WHAT YOU SHOULD DO
Please set down, unchanged, the line containing "point: the recessed" and all the lines that follow it until the data below ends.

(RECORDS TO PROCESS begins)

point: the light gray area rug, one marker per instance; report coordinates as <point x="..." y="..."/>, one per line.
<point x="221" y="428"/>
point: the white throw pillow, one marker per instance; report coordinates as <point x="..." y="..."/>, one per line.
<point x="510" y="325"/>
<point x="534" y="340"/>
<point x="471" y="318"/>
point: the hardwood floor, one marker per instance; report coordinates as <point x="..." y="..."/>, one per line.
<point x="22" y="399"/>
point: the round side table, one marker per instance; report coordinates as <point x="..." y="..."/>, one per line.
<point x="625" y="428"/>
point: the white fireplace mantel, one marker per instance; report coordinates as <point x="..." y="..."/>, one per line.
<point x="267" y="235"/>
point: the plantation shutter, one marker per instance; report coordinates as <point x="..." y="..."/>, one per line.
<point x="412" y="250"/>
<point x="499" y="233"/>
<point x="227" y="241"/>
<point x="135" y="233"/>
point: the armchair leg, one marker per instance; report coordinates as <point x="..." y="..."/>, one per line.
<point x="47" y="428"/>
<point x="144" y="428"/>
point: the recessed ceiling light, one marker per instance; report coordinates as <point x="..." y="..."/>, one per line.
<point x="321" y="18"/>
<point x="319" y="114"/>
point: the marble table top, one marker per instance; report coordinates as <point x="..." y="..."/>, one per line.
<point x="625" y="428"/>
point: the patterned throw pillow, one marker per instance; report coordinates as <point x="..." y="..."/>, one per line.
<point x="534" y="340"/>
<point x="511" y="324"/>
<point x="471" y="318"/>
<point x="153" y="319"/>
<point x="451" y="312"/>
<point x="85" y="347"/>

(RECORDS TO PROCESS ends)

TASK SOLUTION
point: the recessed ceiling light, one marker per instance; report coordinates as <point x="..." y="..."/>, one per line.
<point x="321" y="18"/>
<point x="319" y="114"/>
point: the marble table top, one marker per instance; report coordinates as <point x="..." y="..."/>, one per line.
<point x="625" y="428"/>
point: the patterned throw pillow, one marker per instance; report coordinates as <point x="..." y="..."/>, one per line.
<point x="534" y="340"/>
<point x="511" y="324"/>
<point x="471" y="318"/>
<point x="153" y="319"/>
<point x="451" y="312"/>
<point x="85" y="347"/>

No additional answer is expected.